> **TASK TO COMPLETE**
The full set of entries below should be transcribed exactly.

[SUPPLIED MATERIAL]

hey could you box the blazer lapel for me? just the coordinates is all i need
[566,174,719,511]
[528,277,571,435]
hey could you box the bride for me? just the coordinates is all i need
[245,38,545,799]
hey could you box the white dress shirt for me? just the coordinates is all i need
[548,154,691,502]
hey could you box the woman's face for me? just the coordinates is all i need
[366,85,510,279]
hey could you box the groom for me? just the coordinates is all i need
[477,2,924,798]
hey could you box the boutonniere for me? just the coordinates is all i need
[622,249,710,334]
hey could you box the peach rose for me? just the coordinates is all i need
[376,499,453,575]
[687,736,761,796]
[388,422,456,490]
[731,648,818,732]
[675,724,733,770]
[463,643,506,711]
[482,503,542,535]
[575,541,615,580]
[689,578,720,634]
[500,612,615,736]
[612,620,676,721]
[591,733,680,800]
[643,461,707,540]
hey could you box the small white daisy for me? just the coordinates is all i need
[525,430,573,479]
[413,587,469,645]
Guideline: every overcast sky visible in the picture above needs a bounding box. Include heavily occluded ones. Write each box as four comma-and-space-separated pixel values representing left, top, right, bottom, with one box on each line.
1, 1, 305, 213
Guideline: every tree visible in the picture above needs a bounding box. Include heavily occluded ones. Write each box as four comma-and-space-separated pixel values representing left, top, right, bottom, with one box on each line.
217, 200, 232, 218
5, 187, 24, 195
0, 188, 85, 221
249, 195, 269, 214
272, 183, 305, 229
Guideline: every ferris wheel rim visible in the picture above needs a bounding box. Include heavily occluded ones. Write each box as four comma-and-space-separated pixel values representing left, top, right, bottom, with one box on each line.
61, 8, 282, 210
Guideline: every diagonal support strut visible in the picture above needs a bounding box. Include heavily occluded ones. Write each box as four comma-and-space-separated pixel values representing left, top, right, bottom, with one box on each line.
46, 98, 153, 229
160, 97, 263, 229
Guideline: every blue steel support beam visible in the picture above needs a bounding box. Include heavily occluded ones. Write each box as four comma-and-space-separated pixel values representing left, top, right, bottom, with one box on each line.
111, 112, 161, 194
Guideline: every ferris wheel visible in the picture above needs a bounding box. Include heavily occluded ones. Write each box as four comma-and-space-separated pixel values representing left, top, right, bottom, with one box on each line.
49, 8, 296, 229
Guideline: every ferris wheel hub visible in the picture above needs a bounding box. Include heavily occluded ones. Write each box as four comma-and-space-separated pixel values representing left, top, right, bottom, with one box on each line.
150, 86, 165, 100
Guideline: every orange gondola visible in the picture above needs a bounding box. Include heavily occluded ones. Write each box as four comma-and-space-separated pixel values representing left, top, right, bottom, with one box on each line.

[/SUPPLIED MATERIAL]

> **RESPONSE**
hey could you box the blazer lapel for me? just the coordinates is all i need
[566,174,719,511]
[528,277,571,435]
hey could you box the bride for me? just the coordinates is all i need
[245,38,545,799]
hey could you box the white dress shirt for me? just the coordinates is all i need
[548,154,691,502]
hey could you box the woman's face for me? just the coordinates is all i need
[366,85,510,279]
hey could you box the groom for me? just the coordinates is all i need
[477,2,924,798]
hey could you box the boutonniere for me? just the coordinates is all i need
[622,249,710,334]
hey could you box the peach rose for me? just the coordinates is all i need
[376,499,453,575]
[687,736,761,796]
[388,422,456,490]
[731,648,818,732]
[675,724,733,770]
[463,643,506,711]
[482,503,542,535]
[575,541,615,580]
[689,578,720,634]
[500,612,615,736]
[612,620,676,721]
[591,733,680,800]
[643,461,707,540]
hey could you box the small white daisy for me? just the coordinates is all i need
[525,430,573,479]
[413,587,469,645]
Guideline: every overcast sky visible in the picture above needs a bounding box. Include heavily occluded ones. Write each box as four comma-and-space-separated pixel values representing left, top, right, bottom, with one box on each line.
1, 1, 305, 213
Guideline: every tree visible in the picture above needs a bounding box. Include heavily occluded ones. Write each box as four comma-and-space-separated pixel values representing left, top, right, bottom, with one box on each line.
217, 200, 232, 218
5, 187, 24, 195
0, 188, 85, 221
249, 195, 269, 214
272, 183, 305, 229
Guideline: every ferris wheel rim visible in the picture above needs a bounding box. Include heavily occluded ones. Write each box as four comma-and-space-separated pixel values representing left, top, right, bottom, with one box on each line.
61, 8, 282, 210
Guideline: every diagonal support strut visible in the picture above needs a bounding box. Include heavily occluded ones. Write each box as four comma-and-space-separated pixel values representing left, top, right, bottom, with one box on each line.
46, 98, 153, 229
160, 97, 263, 229
Guideline: every blue steel support beam visible in the picture above needs a bounding box. Include heavily occluded ones. Write each box as four comma-and-space-separated pixel values representing left, top, right, bottom, with one box on each line.
111, 112, 161, 194
Guideline: every ferris wheel visible in the picture above needs a bounding box. Include heavily occluded ones. Write each box as four comma-and-space-separated pixel values representing left, top, right, bottom, with one box on each line.
49, 8, 296, 229
Guideline: every ferris wheel hub visible in the picture above needs a bounding box. Include heavily occluded ones. Write each box as four comma-and-space-separated pixel values representing left, top, right, bottom, with one box on each line.
150, 86, 165, 100
Guideline: every orange gondola visible in the picture above needs a bounding box. Include heavily occluded ones. Write each box as four comma-and-space-separated pixel values representing left, top, right, bottom, with one box on each line.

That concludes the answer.